> _Passage_
-- Begin --

ACLS Publications |
American Council of Learned Societies
Occasional Paper No. 28
The Internationalization of Scholarship and Scholarly Societies
AMERICAN SOCIETY FOR AESTHETICS
Roger A. Shiner
American Society for Aesthetics
Roger A. Shiner Secretary-Treasurer, ASA
Aesthetics as a field of intellectual endeavor has in modern times been pursued by scholars in different countries according to the different intellectual heritages of those countries. The term aesthetics was coined by Alexander Baumgarten in 1735. It became especially important in the German-speaking tradition after Kant, and in the English-speaking tradition after a number of eighteenth-century empiricist writers of the Enlightenment Hutcheson, Shaftesbury, Hume, among the most well known. The French-speaking tradition had its own post-Cartesian tradition.

-- End --

> _Information provided_
-- Begin --

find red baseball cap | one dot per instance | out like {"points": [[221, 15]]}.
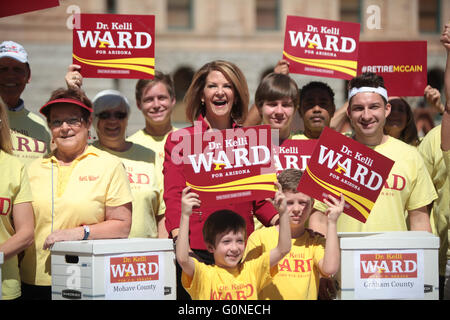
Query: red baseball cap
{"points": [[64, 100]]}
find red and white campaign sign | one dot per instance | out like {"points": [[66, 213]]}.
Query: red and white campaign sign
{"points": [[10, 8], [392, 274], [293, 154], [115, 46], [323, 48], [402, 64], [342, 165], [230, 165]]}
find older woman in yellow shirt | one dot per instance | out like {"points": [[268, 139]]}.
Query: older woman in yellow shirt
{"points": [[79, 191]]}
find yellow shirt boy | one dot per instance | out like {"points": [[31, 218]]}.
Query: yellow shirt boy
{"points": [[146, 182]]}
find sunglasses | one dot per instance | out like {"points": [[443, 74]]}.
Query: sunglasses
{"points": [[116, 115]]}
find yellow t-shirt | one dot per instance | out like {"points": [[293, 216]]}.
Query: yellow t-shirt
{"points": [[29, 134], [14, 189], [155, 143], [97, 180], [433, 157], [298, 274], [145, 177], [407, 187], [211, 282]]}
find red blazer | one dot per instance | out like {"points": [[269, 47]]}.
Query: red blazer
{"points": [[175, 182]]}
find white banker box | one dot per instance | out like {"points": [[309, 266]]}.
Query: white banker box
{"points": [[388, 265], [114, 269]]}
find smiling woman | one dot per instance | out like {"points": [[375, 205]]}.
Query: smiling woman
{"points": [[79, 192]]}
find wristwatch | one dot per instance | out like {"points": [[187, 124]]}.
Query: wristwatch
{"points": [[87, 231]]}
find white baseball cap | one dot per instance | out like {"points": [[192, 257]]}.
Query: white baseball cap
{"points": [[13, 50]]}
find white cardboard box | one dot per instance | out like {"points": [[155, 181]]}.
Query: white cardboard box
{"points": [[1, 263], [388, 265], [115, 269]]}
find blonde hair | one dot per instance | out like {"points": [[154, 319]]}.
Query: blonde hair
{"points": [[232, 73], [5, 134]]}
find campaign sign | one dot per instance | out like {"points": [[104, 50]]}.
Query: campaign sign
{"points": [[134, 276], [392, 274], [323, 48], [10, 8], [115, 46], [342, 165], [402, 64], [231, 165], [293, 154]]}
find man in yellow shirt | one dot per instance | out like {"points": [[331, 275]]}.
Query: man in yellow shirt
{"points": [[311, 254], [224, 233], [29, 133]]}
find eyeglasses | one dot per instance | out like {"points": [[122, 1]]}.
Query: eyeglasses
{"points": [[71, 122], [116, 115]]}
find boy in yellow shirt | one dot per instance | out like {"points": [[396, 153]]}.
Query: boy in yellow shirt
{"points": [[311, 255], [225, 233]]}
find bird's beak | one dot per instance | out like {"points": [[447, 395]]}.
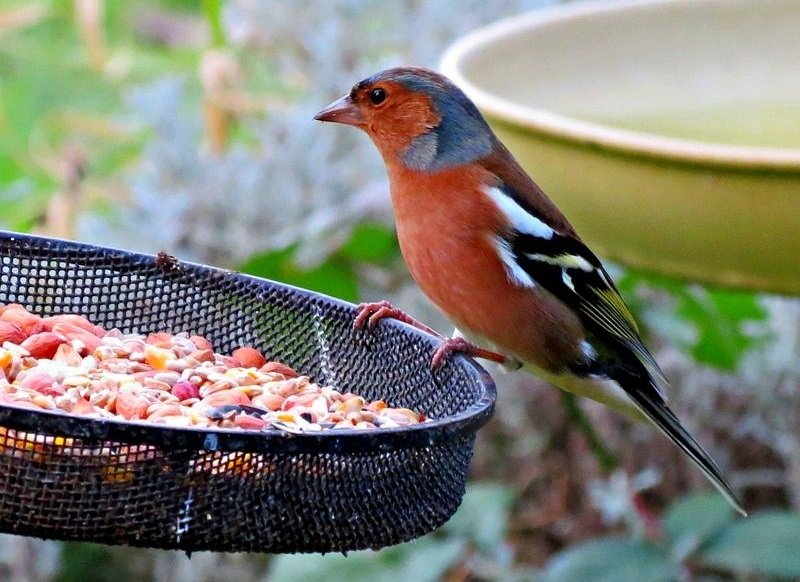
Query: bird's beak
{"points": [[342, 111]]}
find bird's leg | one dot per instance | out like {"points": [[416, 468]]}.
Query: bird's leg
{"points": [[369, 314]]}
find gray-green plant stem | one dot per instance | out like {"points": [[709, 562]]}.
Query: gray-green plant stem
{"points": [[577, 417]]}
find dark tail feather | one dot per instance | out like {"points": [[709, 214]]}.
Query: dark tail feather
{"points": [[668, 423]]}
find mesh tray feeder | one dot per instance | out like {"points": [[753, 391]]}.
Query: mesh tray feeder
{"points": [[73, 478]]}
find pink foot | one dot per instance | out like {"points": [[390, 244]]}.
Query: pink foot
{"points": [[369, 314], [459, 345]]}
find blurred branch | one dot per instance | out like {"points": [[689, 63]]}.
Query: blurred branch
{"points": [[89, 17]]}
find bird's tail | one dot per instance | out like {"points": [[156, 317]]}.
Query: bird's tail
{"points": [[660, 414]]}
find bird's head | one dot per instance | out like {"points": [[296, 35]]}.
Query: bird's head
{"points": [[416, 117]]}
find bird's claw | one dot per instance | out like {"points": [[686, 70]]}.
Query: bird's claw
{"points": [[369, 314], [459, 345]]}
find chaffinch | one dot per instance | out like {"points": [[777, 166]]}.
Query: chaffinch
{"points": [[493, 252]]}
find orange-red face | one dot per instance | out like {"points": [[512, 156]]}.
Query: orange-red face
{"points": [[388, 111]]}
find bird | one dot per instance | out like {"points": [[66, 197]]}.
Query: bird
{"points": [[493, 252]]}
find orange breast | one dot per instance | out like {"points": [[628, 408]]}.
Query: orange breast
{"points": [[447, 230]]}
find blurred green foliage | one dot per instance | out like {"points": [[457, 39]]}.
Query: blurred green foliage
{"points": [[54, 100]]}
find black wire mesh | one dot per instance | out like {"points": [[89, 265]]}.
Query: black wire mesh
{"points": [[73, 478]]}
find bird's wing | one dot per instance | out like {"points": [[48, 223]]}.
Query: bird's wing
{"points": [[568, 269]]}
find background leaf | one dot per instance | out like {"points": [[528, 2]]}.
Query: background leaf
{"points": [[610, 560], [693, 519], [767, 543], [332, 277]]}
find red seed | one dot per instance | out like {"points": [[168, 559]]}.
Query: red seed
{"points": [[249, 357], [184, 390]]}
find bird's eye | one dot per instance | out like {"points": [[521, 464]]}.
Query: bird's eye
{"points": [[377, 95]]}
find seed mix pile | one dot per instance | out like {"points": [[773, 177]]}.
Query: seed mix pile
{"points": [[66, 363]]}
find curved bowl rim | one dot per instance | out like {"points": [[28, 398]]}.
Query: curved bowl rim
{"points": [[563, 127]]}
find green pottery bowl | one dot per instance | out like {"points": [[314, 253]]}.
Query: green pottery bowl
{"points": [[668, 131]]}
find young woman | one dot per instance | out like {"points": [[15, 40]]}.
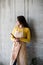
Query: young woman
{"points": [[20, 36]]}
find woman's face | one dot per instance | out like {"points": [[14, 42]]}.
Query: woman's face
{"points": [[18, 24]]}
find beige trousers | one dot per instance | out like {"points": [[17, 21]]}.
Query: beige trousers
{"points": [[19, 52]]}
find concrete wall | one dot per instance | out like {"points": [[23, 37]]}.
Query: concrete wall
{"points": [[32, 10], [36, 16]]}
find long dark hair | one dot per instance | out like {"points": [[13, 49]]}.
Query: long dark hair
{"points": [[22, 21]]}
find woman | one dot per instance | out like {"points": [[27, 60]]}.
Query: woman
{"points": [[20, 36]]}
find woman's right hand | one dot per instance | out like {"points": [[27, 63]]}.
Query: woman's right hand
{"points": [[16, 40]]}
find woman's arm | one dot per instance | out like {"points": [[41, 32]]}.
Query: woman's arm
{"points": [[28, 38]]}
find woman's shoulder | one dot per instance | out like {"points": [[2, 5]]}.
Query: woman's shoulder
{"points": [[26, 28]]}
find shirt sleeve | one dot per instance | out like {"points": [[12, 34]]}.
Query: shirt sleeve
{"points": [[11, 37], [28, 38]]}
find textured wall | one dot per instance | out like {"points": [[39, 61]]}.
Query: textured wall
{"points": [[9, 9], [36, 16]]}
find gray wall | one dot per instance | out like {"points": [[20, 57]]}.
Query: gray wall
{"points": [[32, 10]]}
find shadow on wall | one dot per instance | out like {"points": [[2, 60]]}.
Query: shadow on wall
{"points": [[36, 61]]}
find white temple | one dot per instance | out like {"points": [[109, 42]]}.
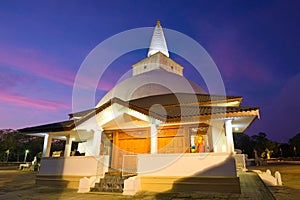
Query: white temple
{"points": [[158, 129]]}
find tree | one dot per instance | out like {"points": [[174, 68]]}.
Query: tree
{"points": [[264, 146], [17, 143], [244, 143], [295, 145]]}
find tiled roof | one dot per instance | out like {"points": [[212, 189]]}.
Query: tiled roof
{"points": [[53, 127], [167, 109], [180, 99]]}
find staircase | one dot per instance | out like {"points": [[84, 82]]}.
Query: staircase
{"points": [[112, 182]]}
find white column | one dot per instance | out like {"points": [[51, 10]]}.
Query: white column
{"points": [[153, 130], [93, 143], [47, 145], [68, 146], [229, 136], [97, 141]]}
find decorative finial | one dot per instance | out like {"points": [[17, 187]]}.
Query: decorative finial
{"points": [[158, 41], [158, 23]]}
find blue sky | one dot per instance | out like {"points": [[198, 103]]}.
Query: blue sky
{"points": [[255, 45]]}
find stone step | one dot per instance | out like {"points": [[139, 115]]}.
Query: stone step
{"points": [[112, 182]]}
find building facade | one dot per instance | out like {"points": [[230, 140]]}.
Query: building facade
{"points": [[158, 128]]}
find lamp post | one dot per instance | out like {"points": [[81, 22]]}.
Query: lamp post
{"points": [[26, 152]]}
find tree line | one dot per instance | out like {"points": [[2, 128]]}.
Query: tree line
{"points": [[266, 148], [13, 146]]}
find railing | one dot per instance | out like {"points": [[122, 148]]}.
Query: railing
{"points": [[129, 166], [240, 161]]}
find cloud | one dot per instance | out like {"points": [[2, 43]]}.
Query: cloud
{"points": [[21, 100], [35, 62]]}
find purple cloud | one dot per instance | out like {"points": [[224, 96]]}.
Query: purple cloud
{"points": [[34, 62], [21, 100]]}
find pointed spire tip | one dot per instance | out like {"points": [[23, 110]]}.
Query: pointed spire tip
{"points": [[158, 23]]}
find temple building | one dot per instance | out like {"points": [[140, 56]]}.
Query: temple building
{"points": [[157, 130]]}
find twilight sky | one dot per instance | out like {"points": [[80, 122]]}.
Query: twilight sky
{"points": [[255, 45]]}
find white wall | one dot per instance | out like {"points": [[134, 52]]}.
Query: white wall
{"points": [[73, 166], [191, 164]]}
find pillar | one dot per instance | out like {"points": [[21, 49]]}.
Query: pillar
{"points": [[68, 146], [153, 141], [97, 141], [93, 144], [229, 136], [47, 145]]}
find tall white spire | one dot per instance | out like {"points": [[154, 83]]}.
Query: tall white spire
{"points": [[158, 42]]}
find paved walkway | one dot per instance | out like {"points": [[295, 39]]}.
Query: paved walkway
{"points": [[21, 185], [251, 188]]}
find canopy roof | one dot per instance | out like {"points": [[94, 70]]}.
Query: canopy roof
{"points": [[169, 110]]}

-- End --

Please answer these questions from the aesthetics paper, one answer per line.
(a) What number is the paper in the ACLS Occasional Paper series?
(b) What position does Roger A. Shiner hold in the American Society for Aesthetics?
(c) Who coined the term aesthetics, and in what year?

> _Output below_
(a) No. 28
(b) Secretary-Treasurer
(c) Alexander Baumgarten, in 1735